▶ Görev 1
Alıntı metindeki "Ufak bir dikkatsizlik şiddetle karşılanırdı." cümlesini İngilizceye çevirin.

▶ Alıntı metin
★ ★ ★
Bir manga bir Subay Vekili veya bir öğretmen Namzedinin emrinde bulunduğu için her Namzedin noksansız olarak talime çıkmasından tabii bir şey olamazdı.
Ufak bir dikkatsizlik şiddetle karşılanırdı.
Her nasılsa gözden kaçmış bir noksanlık Komutan tarafından gösterilecek olursa vay geldi o Namzedin başına: Ağır sözler söylenir, dürtülür, kakılırdı.
Karavana, bazen talim vaktinden bir iki dakika evvel gelmiş bulunursa açlığa faydası olur diye ayakta atıştırılırdı. Tekrar tekrar bağırmalarla ve ihtarlarla yarıda bırakılarak saf nizamına geçilirdi.
★ ★ ★
▶ Çıkarılan veriler

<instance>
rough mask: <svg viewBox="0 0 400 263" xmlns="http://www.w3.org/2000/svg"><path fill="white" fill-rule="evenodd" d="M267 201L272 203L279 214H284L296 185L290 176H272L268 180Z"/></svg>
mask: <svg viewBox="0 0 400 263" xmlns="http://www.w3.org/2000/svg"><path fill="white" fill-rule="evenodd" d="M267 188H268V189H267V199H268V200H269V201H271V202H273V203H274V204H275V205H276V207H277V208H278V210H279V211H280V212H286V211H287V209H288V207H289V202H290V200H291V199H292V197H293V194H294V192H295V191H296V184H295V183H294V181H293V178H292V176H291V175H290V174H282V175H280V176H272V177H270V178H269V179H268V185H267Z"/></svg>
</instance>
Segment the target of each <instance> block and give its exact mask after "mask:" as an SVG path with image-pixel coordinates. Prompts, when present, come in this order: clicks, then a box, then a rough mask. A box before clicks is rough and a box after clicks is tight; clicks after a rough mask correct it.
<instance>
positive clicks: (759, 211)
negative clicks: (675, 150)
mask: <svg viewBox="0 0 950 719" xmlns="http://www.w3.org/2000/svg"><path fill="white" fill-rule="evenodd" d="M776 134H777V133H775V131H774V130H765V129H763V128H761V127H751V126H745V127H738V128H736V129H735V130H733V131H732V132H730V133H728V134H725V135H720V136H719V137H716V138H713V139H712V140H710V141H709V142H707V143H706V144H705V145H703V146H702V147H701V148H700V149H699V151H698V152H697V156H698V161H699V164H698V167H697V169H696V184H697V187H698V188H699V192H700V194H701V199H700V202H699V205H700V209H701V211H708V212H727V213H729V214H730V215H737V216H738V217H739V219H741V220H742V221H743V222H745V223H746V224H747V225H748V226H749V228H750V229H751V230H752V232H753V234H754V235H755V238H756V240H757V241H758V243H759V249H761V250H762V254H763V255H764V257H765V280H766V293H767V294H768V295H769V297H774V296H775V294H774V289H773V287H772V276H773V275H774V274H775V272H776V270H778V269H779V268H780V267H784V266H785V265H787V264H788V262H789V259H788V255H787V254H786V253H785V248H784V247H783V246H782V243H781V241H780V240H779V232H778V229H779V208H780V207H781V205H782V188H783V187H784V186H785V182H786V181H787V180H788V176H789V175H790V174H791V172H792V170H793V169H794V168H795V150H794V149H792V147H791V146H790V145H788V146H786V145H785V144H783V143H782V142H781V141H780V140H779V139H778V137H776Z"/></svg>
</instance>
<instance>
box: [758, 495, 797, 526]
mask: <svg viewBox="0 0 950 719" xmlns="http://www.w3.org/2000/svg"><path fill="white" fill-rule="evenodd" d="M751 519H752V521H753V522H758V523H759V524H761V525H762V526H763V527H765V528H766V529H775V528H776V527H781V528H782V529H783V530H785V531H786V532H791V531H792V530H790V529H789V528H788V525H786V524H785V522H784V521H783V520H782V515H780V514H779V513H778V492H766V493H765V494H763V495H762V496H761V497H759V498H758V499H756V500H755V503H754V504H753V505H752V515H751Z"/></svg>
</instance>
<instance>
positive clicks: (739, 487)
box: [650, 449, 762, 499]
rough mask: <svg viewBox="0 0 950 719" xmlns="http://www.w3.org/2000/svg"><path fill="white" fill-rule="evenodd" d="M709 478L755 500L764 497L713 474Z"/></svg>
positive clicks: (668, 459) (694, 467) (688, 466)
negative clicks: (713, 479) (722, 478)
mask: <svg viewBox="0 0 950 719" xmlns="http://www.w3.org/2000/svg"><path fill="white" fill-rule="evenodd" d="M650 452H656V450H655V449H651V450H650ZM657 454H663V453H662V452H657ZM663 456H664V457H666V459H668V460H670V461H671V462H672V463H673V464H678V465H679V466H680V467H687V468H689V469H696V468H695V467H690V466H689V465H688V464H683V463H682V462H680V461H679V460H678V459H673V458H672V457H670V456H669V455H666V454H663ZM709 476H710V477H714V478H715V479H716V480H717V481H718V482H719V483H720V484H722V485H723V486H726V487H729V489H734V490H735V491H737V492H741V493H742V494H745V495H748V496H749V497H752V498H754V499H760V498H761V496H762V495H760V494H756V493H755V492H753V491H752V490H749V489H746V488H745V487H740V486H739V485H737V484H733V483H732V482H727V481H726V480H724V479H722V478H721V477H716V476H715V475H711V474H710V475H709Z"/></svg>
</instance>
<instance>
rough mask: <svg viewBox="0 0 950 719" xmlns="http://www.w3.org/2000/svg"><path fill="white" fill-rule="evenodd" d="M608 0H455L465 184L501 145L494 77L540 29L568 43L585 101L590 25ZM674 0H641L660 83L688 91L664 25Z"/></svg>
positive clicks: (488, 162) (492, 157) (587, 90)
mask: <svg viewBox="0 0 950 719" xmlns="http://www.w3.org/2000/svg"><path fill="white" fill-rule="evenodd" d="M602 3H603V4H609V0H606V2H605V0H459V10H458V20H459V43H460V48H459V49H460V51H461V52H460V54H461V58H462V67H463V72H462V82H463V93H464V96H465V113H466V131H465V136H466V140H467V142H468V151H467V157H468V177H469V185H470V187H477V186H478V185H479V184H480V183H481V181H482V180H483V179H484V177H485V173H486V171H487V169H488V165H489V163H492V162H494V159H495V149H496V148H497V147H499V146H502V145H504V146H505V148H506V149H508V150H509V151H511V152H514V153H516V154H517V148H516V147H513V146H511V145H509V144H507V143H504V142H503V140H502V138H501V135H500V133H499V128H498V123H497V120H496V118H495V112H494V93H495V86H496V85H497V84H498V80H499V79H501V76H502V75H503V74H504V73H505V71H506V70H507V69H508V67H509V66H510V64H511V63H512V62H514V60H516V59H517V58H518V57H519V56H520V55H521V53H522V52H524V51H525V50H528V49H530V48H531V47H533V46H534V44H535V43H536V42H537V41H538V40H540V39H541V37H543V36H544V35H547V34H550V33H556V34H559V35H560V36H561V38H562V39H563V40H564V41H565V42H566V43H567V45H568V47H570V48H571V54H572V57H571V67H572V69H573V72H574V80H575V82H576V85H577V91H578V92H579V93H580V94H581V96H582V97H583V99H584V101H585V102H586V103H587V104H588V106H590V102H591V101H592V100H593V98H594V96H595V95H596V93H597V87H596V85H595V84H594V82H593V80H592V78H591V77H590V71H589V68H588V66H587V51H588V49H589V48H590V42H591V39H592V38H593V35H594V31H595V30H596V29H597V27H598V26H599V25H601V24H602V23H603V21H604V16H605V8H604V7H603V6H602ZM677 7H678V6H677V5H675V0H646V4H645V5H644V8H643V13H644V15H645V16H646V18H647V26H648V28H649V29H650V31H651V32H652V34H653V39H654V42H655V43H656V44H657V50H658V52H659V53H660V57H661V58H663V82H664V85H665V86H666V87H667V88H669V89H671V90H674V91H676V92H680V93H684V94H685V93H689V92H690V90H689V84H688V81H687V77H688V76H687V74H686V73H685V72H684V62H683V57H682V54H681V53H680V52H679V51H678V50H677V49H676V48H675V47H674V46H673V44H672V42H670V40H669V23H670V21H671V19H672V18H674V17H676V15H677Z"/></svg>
★ ★ ★
▶ Görev 2
Yukarıdaki veri satırlarını, ilk satırdan "201L272 203L279 214H284L296" geçen satıra kadar (o satır dahil), "Sıra No" ve "Satır" sütunlu bir Markdown tablosuna dönüştürün. Boş satırları tabloya almayın.

▶ Çözüm 1
Even a slight carelessness was met with harshness.

▶ Çözüm 2
| Sıra No | Satır |
|---|---|
| 1 | <instance> |
| 2 | rough mask: <svg viewBox="0 0 400 263" xmlns="http://www.w3.org/2000/svg"><path fill="white" fill-rule="evenodd" d="M267 201L272 203L279 214H284L296 185L290 176H272L268 180Z"/></svg> |